# Zu lösende Aufgaben
1. Bearbeiten Sie im Textabschnitt über den Masochisten die Passage von „Das Bekenntnis eines“ bis „Sicherheitsrisiken zu minimieren.“: Ersetzen Sie „Werbeagentur“ durch „Designagentur“ und geben Sie die Passage danach vollständig wieder.
2. Stimmen die folgenden Aussagen mit dem Textabschnitt über den Masochisten überein? Antworten Sie jeweils mit Ja oder Nein und führen Sie die entscheidenden Worte des Textes wörtlich an. (a) Herr M. ist als Grafiker in einer Werbeagentur tätig. (b) Beim Besuch des Skinhead-Konzerts erlebt Herr M. die ersehnte Prügelei. (c) Bei der Olympiade unterliegt Herr M. den Chinesen.
3. Welche Arbeit nimmt Herr M. laut dem Textabschnitt über den Masochisten an, nachdem er seine Stelle in der Werbeagentur verloren hat?

+++ Textabschnitt +++

Das Bekenntnis eines Masochisten

Kultur - Theater

Herr M. ist ein ganz normaler Mann. Er arbeitet als Grafiker in einer Werbeagentur. Darüber hinaus ist Herr M. bekennender Masochist. Seitdem die süsse Janinka, seine erste Liebe, ihm ordentlich den Hintern versohlt hat, ist er dieser Abart der Sexualität verfallen. Leider aber lebt er in einem so dermassen öde vorsichtigen Land, in dem selbst Dominas ihre Kunden Fragebögen ausfüllen lassen, um Sicherheitsrisiken zu minimieren.

Herr M. macht sich auf die Suche nach stärkeren Kicks. Doch weder bringt die Teilnahme an einer Demonstration von Linksextremen beim Internationalen Währungsfonds die ersehnte Prügelei, noch der Besuch eines Skinhead-Konzerts in der Verkleidung eines dunkelhäutigen Ausländers. Glücklicherweise entdeckt Herr M. schliesslich, dass das Arbeitsleben eine Quelle herrlicher Demütigungen
sein kann. Fortan findet er vollumfängliche Befriedigung durch Gehaltskürzungen, unbezahlte Überstunden, Urlaubsverzicht, fehlende Sozialleistungen. Noch besser aber wird es, als er seine Stelle in der Werbeagentur verliert, als Putzmann in einem Kaufhaus anheuert und mit fünf teilweise illegalen Teilzeitstellen knapp überleben kann. Der Höhepunkt seines Lebens als Arbeitssklave ist die Teilnahme an der «Human – Resources – Olympiade», bei der er mit seinem Bedürfnis sich ausbeuten zu lassen selbst gegen die Chinesen gewinnt. – Niemand schuftet ausdauernder und aufopferungsvoller als die Bewohner eines kleinen Landes in Europa, die in der Lage sind, aus Schmerz Lustgewinn zu ziehen.

+++ Datenauszüge +++

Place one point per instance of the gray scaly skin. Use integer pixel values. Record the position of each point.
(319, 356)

+++
+++ Datenauszüge +++

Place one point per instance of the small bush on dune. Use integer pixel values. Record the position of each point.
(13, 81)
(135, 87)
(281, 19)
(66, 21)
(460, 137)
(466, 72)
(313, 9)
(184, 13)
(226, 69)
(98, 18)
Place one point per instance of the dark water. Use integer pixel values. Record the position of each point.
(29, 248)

+++

# Ergebnisse je Aufgabe
1.
Das Bekenntnis eines Masochisten

Kultur - Theater

Herr M. ist ein ganz normaler Mann. Er arbeitet als Grafiker in einer Designagentur. Darüber hinaus ist Herr M. bekennender Masochist. Seitdem die süsse Janinka, seine erste Liebe, ihm ordentlich den Hintern versohlt hat, ist er dieser Abart der Sexualität verfallen. Leider aber lebt er in einem so dermassen öde vorsichtigen Land, in dem selbst Dominas ihre Kunden Fragebögen ausfüllen lassen, um Sicherheitsrisiken zu minimieren.

2.
(a) Ja: „Er arbeitet als Grafiker in einer Werbeagentur.“
(b) Nein: „weder bringt die Teilnahme an einer Demonstration von Linksextremen beim Internationalen Währungsfonds die ersehnte Prügelei, noch der Besuch eines Skinhead-Konzerts“
(c) Nein: „bei der er mit seinem Bedürfnis sich ausbeuten zu lassen selbst gegen die Chinesen gewinnt“

3. Er heuert als Putzmann in einem Kaufhaus an.